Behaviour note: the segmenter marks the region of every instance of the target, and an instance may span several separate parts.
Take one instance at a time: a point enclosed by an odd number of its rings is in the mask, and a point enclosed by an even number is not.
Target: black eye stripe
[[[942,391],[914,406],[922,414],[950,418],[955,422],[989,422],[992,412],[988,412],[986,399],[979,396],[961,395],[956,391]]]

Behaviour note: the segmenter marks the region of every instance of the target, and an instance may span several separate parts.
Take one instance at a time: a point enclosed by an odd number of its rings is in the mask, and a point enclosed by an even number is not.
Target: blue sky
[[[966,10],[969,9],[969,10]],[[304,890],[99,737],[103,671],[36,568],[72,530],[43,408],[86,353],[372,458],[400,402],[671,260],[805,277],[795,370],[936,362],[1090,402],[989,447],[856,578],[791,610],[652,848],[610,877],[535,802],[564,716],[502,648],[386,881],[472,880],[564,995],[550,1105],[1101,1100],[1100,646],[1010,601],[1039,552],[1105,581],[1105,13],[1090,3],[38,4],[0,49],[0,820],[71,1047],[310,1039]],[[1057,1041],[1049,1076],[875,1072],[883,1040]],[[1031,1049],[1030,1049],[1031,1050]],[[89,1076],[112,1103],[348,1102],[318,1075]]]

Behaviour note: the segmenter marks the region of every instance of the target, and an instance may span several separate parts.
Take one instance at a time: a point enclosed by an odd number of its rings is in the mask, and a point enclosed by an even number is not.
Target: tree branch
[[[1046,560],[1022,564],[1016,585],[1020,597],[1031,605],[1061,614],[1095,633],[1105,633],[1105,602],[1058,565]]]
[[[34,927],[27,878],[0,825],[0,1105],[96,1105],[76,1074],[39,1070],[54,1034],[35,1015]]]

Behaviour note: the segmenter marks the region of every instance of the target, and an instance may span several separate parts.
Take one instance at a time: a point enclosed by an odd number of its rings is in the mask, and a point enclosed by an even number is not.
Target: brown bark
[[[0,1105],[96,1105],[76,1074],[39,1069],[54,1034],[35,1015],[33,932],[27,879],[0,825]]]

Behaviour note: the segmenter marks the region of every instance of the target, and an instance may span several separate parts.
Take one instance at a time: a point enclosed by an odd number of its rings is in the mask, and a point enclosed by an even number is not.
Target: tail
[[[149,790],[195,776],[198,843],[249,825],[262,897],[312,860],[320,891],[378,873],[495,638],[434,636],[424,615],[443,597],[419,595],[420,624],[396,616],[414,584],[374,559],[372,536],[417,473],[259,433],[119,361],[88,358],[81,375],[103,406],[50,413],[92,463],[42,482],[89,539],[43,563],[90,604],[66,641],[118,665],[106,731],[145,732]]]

## WHAT YOU SHOULD DO:
An exact copy of every record is needed; write it out in full.

## PROBLEM SOLUTION:
Behaviour note: the segmenter marks the region of every instance of the target, and an instance may span several separate parts.
Take one instance at a time: a point enclosed by an odd number of its rings is in the mask, and a point enclosed by an even number is not.
Target: black eye stripe
[[[942,391],[914,406],[922,414],[950,418],[955,422],[989,422],[992,412],[988,412],[986,399],[979,396],[961,395],[956,391]]]

Behaviour note: the segmenter marks the region of every instance of the target, and an instance may span several separate parts.
Take one instance at a time: a point enclosed by an odd number of its rings is in the mask, and a point enclosed by an even number is not.
Target: blue sky
[[[966,10],[969,9],[969,10]],[[304,890],[99,737],[103,671],[36,568],[72,530],[43,408],[86,353],[372,458],[400,402],[671,260],[805,277],[795,370],[936,362],[1090,402],[989,447],[856,578],[791,610],[652,848],[610,877],[535,802],[564,716],[502,648],[386,881],[472,880],[564,995],[550,1105],[1101,1100],[1100,646],[1010,601],[1039,552],[1105,581],[1105,13],[1090,3],[38,4],[0,49],[0,820],[71,1047],[310,1039]],[[1057,1041],[1049,1076],[875,1072],[883,1040]],[[1031,1049],[1030,1049],[1031,1050]],[[89,1076],[112,1103],[348,1102],[318,1075]]]

Behaviour note: the segmenter marks the region of every instance of the target, and an instance may span several separate parts.
Take one instance at a time: a point enclosed by an odd number of its rings is in the mask, and a point enclosed by an even number is not.
Target: tree branch
[[[1046,560],[1022,564],[1016,585],[1020,597],[1031,605],[1061,614],[1095,633],[1105,633],[1105,602],[1058,565]]]
[[[34,927],[27,878],[0,825],[0,1105],[96,1105],[76,1074],[39,1070],[54,1034],[35,1015]]]

Behaviour note: the segmenter marks the region of every instance of the target, and an instance may span several separate parts.
Take one instance at a time: a point enclosed by an odd number of its rings is in the mask, and a point enclosed by an even number is not.
Target: brown bark
[[[0,1105],[96,1105],[76,1074],[39,1069],[54,1034],[35,1015],[33,932],[27,879],[0,825]]]

Behaviour note: the segmenter marks the region of every instance of the target, and an instance may span several separate parts.
Take one instance at a time: a point enclosed by an odd number of its rings is in the mask, and a point enclosed by an even number is not.
Target: tail
[[[149,790],[195,776],[198,843],[249,825],[262,897],[312,860],[320,891],[378,873],[495,638],[434,636],[424,615],[443,597],[419,595],[420,624],[396,616],[414,584],[374,559],[372,536],[417,473],[259,433],[119,361],[88,358],[81,375],[103,406],[50,413],[92,463],[42,482],[89,539],[43,563],[90,604],[66,641],[118,665],[106,731],[145,732]]]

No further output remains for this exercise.